- **RECORDS TO PROCESS**:
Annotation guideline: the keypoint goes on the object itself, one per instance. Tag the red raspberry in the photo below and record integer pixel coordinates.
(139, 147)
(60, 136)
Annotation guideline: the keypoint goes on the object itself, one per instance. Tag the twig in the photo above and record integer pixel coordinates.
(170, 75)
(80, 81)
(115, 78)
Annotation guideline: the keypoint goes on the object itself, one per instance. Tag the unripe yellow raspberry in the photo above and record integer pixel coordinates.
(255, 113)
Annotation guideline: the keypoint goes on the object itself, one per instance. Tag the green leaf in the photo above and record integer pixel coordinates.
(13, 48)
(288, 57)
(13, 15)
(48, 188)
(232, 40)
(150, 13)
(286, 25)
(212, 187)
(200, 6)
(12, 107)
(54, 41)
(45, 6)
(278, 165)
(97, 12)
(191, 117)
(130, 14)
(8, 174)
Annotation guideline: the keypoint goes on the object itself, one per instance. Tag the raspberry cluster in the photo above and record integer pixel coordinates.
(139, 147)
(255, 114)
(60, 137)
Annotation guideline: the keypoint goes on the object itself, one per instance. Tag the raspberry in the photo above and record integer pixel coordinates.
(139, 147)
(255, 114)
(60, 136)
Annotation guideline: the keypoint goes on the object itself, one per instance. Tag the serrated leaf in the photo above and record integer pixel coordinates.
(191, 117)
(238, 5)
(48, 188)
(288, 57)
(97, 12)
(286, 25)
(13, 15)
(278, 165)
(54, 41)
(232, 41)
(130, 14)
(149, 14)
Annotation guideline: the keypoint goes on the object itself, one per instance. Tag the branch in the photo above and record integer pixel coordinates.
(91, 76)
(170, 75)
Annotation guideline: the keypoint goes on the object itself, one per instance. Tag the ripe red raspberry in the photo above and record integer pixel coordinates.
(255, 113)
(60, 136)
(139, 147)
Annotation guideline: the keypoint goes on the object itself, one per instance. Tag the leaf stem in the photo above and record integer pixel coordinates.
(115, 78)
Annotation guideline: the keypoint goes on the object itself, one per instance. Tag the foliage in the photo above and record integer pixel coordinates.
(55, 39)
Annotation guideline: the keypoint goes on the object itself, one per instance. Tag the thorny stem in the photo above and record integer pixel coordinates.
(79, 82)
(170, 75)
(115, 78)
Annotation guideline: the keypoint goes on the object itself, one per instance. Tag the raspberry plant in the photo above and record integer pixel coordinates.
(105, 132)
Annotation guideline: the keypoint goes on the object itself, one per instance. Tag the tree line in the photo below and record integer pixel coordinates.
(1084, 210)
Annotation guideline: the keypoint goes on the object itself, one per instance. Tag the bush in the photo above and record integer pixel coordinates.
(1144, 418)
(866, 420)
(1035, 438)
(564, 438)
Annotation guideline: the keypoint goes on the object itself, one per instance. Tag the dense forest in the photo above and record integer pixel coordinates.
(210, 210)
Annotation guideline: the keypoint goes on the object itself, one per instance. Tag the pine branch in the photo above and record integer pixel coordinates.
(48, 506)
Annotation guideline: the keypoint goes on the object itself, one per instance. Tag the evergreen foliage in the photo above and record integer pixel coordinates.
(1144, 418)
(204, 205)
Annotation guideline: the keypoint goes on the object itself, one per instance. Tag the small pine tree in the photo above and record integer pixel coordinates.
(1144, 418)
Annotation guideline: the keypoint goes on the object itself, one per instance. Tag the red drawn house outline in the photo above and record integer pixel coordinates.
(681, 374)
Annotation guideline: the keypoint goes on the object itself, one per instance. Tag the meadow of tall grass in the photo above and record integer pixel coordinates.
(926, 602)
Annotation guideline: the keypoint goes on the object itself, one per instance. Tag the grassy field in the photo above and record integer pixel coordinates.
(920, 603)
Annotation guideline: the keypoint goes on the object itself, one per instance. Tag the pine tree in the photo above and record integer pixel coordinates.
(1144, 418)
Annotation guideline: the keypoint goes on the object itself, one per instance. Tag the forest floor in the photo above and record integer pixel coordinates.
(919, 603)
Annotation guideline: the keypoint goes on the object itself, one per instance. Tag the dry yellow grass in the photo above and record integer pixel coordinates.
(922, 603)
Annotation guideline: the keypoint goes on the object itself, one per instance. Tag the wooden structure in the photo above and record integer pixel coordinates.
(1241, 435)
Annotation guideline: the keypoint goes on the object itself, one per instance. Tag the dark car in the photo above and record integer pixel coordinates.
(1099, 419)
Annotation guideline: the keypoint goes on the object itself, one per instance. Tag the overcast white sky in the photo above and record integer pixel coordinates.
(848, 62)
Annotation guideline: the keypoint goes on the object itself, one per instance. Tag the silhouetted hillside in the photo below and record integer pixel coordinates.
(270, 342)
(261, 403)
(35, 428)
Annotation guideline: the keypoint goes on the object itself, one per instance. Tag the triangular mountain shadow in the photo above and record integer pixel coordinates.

- **WRITTEN INSTRUCTION**: Set down the entries above again, word for word.

- **TASK RESPONSE**:
Annotation guideline: the keypoint goes on the object itself, one per instance. Tag the red raspberry in the photo below and record integer pixel coordinates.
(139, 147)
(60, 136)
Annotation guideline: the keypoint goes on the object itself, one per instance. Tag the twig in the photo above and record integer pixel coordinates.
(170, 75)
(80, 81)
(115, 78)
Annotation guideline: the keypoint goes on the object itself, one per instance. Tag the unripe yellow raspberry in the photo above and record integer pixel coordinates.
(255, 113)
Annotation guideline: the keypoint goes on the object itself, one per instance. Tag the green leaf in the photo above and record integer pixel coordinates.
(13, 48)
(288, 57)
(13, 15)
(48, 188)
(232, 40)
(150, 13)
(286, 25)
(212, 187)
(200, 6)
(12, 107)
(54, 41)
(45, 6)
(278, 165)
(97, 12)
(191, 117)
(130, 14)
(8, 174)
Annotation guideline: the keypoint goes on the object itself, one per instance. Tag the raspberry cluster in the photo above and record integer pixel coordinates.
(139, 147)
(255, 114)
(60, 137)
Annotation guideline: the keypoint goes on the object itself, one per instance. Tag the raspberry in the photo above and record integer pixel coordinates.
(139, 147)
(255, 114)
(60, 136)
Annotation guideline: the keypoint goes on the object itself, one per instance. Tag the serrated leaf in the photo above and record integer pixel coordinates.
(191, 117)
(238, 5)
(48, 188)
(288, 57)
(97, 12)
(286, 25)
(13, 15)
(278, 165)
(54, 41)
(232, 41)
(130, 14)
(149, 14)
Annotation guideline: the keypoint goes on the object itself, one per instance. Tag the branch in the photo above and record integer pixel coordinates.
(91, 76)
(170, 75)
Annotation guideline: the keypoint goes on the object itself, one per instance. Tag the ripe red raspberry in the photo above and record integer pixel coordinates.
(255, 113)
(60, 136)
(139, 147)
Annotation guideline: the keypoint goes on the object itself, one per instance. Tag the leaf stem in the photo above and record integer pixel coordinates.
(115, 78)
Annotation guideline: the keypoint goes on the object itself, one per instance. Tag the foliage in the photo above and record integer pixel coordinates.
(55, 39)
Annotation guideline: the keypoint goes on the object itself, one per instance. Tag the thorny stem in the photo above and record integer pixel coordinates.
(79, 82)
(170, 75)
(115, 78)
Annotation guideline: the keypoint goes on the object itself, one per instance. Tag the raspberry plant in the photo above and record integer pixel coordinates.
(105, 132)
Annotation guideline: the keypoint goes on the object itself, one per instance. Tag the tree line in the photo below and record integer pixel coordinates.
(1084, 210)
Annotation guideline: the keypoint goes on the object itself, one per instance. Tag the bush in the photo above and record integer pixel coordinates.
(1144, 418)
(866, 420)
(1035, 438)
(564, 438)
Annotation guideline: the keypoint goes on the object itself, one per instance. Tag the dense forest in the photo above and record integer pixel coordinates.
(210, 210)
Annotation guideline: the keypoint goes on the object itself, one per instance. Tag the pine branch in the photo above and record integer pixel coordinates.
(48, 506)
Annotation guideline: the keypoint goes on the object itself, one per instance. Tag the evergreen foliage in the photo above and record integer pixel coordinates.
(1144, 418)
(204, 205)
Annotation guideline: the keypoint goes on the object itself, one per instance. Tag the small pine tree in the photo above and record integer pixel coordinates.
(1144, 418)
Annotation guideline: the keypoint goes on the object itself, one per instance. Tag the red drawn house outline in the photo above and record integer pixel coordinates.
(681, 374)
Annotation guideline: the keypoint goes on the object itself, one per instance. Tag the meadow of tall grass in the photo above and record integer pixel coordinates.
(926, 602)
Annotation guideline: the keypoint goes on the object itself, one per instance. Tag the grassy field in the photo above and record integer pixel coordinates.
(920, 603)
Annotation guideline: the keypoint goes on the object itself, one per instance. Tag the pine tree in the photo above and record integer pixel coordinates.
(1144, 418)
Annotation guideline: the keypoint goes on the object itself, one per instance. Tag the forest floor in the photo above and record integer pixel coordinates.
(919, 603)
Annotation guideline: the keypoint goes on the object itself, one per instance. Tag the dry yellow grass in the photo above and record integer pixel coordinates.
(922, 603)
Annotation guideline: the keypoint goes on the object itself, one per instance. Tag the wooden structure in the photo above and record integer pixel coordinates.
(1241, 435)
Annotation guideline: the keypoint goes on the object itself, one per instance. Tag the dark car in the photo above and record integer pixel coordinates.
(1099, 419)
Annotation guideline: the keypoint goes on the object itself, one per instance. Tag the overcast white sky in the photo above and record integer pixel coordinates.
(848, 62)
Annotation guideline: the keypoint goes on the object itself, one per instance. Tag the silhouetted hillside in the photo below and record integer pixel coordinates.
(270, 342)
(261, 403)
(35, 428)
Annotation guideline: the keypoint goes on the object itself, one per instance. Tag the triangular mountain shadow in the photo above and record integer pixel coordinates.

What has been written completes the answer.